■ **Work order 1**
Answer these questions about the post on the French regulator and peering, each in a few words:
(a) What license must a network in France hold to fall under the regulator's request?
(b) What reason does Arcep give for the request?
(c) How often must the information be supplied?
■ **Work order 2**
Extend the post about the French regulator's peering request, picking up right after its last sentence.

(Quoted passage Opens)

French Regulator to ask all your information about your Peering

Hello All,

This is now the end. The French regulator ( Arcep ) is now asking all the
people with an ASN in France ( with a L33 license ) to get all their
information on their peering.

The Arcep claim it's for the "net neutrality" and still don't understand
it works because it's self regulated.

So, some of US network with a L33 License will also have to respond (
obligation because you have the L33-1)

The documents can be downloaded here
http://www.arcep.fr/index.php?id=8571&L=&tx_gsactualite_pi1[uid]=1508&tx_gs
actualite_pi1[backID]=1&cHash=ed82d44a55 : ( french for now, english
courtesy version will come soon )

The document is asking for informations like : BW, Prices, contract or
not, level of use, date of the contract S

You have to give them information twice a year

We ( @Neo Telecoms ) and other folks in France will probably setup
something with other carriers ( I already had some discussion with some of
you ) to talk to them on a single voice.

(Quoted passage Closes)
(Excerpted data Opens)

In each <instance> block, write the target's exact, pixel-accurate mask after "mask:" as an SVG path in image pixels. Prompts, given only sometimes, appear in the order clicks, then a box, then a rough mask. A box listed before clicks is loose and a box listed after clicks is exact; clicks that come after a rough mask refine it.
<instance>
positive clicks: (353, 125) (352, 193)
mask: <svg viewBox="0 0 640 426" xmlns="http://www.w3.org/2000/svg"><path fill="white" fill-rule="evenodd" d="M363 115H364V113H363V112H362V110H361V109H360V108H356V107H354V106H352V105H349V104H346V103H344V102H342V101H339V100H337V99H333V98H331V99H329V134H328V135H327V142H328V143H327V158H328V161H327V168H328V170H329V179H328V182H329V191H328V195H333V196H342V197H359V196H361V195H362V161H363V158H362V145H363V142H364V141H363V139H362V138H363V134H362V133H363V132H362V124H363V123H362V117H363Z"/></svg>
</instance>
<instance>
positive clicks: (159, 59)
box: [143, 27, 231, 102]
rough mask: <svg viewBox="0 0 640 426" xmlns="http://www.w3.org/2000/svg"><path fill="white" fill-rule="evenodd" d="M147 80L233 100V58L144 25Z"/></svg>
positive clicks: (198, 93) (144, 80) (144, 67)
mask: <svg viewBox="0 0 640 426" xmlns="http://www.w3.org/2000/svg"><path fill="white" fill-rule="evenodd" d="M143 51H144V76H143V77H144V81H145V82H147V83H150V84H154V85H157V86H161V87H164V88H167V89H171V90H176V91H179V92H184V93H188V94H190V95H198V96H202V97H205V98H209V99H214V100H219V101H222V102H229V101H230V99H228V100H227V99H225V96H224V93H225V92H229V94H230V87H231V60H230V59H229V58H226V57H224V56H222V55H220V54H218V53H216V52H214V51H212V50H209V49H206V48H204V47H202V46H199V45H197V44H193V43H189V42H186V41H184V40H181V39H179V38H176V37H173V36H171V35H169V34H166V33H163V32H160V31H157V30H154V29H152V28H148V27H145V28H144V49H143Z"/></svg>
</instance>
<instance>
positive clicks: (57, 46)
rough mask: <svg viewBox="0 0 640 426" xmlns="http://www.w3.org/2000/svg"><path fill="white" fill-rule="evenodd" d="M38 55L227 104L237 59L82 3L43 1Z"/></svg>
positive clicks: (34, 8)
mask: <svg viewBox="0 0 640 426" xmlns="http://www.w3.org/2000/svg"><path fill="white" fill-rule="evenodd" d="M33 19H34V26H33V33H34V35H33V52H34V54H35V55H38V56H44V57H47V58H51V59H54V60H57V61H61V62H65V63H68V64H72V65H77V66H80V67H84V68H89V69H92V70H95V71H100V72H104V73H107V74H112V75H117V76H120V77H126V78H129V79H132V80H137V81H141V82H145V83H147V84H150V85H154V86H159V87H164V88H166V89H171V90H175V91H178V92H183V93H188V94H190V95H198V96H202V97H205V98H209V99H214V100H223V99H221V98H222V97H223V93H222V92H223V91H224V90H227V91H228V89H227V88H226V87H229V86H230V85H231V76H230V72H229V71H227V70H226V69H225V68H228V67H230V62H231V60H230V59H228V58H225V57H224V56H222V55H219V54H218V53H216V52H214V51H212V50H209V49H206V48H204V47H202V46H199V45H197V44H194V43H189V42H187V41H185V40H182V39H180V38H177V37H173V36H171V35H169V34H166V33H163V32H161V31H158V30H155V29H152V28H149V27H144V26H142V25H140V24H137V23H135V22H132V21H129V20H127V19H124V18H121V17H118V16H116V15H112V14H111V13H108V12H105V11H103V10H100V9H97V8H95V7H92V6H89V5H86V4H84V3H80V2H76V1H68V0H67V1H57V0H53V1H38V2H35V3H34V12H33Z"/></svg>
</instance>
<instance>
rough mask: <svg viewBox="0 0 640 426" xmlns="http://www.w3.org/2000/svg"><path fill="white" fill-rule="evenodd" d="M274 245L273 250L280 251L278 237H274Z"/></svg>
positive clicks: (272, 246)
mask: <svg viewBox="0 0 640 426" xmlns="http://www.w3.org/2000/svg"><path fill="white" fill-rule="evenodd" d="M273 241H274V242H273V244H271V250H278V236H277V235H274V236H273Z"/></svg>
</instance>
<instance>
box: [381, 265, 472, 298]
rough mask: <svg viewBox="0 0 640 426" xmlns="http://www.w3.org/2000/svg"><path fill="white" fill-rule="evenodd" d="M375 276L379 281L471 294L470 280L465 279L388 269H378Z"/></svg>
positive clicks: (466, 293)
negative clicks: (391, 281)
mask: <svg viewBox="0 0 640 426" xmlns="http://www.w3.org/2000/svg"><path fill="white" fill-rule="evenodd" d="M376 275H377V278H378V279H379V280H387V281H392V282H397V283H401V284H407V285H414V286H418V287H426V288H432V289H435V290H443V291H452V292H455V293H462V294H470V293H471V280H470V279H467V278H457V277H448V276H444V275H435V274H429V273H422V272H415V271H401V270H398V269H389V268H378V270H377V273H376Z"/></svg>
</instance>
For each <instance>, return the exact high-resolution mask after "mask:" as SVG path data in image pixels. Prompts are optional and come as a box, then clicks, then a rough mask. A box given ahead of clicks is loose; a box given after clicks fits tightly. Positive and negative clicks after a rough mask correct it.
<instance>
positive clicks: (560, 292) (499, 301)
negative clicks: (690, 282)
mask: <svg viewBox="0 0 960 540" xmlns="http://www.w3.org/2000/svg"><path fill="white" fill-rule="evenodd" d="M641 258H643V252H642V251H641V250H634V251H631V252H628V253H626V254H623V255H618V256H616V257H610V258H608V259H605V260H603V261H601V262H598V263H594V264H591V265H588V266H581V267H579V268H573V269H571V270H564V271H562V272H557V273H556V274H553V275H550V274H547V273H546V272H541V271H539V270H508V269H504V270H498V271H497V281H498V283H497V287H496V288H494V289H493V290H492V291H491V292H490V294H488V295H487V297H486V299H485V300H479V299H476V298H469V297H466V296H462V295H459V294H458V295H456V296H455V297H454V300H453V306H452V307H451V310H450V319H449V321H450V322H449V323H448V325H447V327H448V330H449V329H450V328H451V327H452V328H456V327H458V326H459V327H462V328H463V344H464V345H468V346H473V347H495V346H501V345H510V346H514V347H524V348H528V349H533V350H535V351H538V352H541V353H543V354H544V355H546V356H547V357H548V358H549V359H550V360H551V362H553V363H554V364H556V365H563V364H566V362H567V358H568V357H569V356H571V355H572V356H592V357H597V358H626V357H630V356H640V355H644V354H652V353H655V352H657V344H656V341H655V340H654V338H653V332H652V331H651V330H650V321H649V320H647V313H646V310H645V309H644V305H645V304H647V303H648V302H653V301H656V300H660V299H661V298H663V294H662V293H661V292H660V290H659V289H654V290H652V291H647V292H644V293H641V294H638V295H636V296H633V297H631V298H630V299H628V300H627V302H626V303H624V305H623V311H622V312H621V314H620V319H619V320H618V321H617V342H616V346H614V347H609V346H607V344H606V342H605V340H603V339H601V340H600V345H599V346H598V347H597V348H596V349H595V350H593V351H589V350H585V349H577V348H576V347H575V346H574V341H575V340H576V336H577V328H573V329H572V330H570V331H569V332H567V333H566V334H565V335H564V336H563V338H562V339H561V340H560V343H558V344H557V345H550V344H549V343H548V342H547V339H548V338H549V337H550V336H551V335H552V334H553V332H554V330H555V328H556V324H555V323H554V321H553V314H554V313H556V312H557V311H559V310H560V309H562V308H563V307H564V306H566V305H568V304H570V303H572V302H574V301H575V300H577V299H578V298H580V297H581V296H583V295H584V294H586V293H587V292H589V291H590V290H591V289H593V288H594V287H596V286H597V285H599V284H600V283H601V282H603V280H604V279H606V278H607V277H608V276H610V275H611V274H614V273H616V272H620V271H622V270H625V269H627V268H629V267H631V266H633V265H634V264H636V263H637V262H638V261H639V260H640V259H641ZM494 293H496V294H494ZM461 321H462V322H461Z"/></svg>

(Excerpted data Closes)

■ **Your response 1**
(a) An L33 license.
(b) Net neutrality.
(c) Twice a year.

■ **Your response 2**
For those anglophones following this from afar, Malcolm Hutty's excellent submission is relevant to your interests:

https://publicaffairs.linx.net/news/wp-content/uploads/2012/02/ARCEP-2012-02-09-FINAL.pdf

                                -Bill

This is now the end. The French regulator ( Arcep ) is now asking all the
people with an ASN in France ( with a L33 license ) to get all their
information on their peering.

[...]

You have to give them information twice a year

Well, then for a few hundered peerings send them one letter each and
wait for a reaction :slight_smile:

Cheers,
Stefan

interesting discussion of jurisdiction.

In the present instance, we regard ARCEP’s proposed reporting requirement as constituting an extra-
territorial obligation that ought not to be applied to operators who are neither established in France nor
directly providing services within France, merely by virtue of their interconnecting with a network that
does operate in France.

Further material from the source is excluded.